- Work to do -
Which amounts in Swiss francs (CHF) appear in the excerpt on EFG's first-half 2025 results? List every one.

- Excerpt provided -
══════

The bank’s net new assets totaled CHF 5.4 billion in the first half of 2025, representing an annualized growth rate of 6.5%, above EFG’s target range of 4-6%.
However, assets under management fell 2% to CHF 162.3 billion from CHF 165.5 billion at the end of 2024, as strong inflows and positive market performance were offset by CHF 11.7 billion in negative foreign exchange impacts, primarily from the weakening US dollar.
EFG’s first-half results included a CHF 45.4 million net contribution from an insurance recovery. Excluding this one-time item, net profit still grew 8% YoY to CHF 175.8 million. The bank’s cost/income ratio improved to 66.7% from 72.6% in the same period last year.
"We delivered a strong performance in the first half of 2025, with another record net profit and a net new asset growth rate above our target range," said Giorgio Pradelli, CEO of EFG International.
"This strong result reflects the consistent and successful delivery of our strategy which builds on organic growth complemented by strategic acquisitions."

══════

- Dataset content -

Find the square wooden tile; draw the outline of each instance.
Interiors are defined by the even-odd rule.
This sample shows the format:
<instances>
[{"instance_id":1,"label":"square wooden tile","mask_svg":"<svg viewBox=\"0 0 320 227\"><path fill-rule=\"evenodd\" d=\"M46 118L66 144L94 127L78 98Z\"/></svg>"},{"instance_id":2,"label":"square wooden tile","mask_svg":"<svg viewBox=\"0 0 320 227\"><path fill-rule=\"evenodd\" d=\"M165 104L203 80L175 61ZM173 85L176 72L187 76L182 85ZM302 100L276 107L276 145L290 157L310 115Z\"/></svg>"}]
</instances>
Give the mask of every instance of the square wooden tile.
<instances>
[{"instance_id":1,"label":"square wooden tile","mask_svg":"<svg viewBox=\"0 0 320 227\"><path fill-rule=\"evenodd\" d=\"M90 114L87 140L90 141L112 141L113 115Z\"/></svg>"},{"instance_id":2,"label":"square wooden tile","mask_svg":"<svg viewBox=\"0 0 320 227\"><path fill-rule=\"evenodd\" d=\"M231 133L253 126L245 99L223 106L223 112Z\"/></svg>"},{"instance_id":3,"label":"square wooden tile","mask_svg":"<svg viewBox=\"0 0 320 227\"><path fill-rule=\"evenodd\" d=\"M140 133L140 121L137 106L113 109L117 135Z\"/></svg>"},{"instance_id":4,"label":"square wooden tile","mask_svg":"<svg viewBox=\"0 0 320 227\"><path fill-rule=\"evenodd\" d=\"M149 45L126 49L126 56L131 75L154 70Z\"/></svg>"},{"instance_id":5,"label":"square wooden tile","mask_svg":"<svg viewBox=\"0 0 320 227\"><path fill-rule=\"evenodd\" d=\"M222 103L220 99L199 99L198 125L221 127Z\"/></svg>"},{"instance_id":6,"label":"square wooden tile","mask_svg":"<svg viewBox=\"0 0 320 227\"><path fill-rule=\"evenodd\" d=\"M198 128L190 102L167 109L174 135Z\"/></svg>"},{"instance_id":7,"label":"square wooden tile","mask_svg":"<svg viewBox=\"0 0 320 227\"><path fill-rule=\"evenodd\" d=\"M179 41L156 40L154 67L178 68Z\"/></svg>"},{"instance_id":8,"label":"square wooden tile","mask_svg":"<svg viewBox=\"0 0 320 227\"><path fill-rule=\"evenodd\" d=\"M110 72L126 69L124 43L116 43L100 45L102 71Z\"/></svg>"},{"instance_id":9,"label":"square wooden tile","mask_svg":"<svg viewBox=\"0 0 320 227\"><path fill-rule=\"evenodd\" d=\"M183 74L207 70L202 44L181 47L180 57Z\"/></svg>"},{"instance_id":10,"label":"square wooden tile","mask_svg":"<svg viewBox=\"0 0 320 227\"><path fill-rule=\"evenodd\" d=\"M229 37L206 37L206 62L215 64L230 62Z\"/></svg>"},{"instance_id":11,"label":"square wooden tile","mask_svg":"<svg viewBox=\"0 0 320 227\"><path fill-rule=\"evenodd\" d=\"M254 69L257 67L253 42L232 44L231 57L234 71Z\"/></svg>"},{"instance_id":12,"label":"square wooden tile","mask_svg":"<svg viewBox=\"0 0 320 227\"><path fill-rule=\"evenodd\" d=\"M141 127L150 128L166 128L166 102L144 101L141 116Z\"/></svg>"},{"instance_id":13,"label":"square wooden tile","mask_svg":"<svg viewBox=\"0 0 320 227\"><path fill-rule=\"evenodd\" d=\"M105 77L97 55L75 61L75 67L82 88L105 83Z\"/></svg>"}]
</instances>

══════

- Exercise solution -
- CHF 5.4 billion
- CHF 162.3 billion
- CHF 165.5 billion
- CHF 11.7 billion
- CHF 45.4 million
- CHF 175.8 million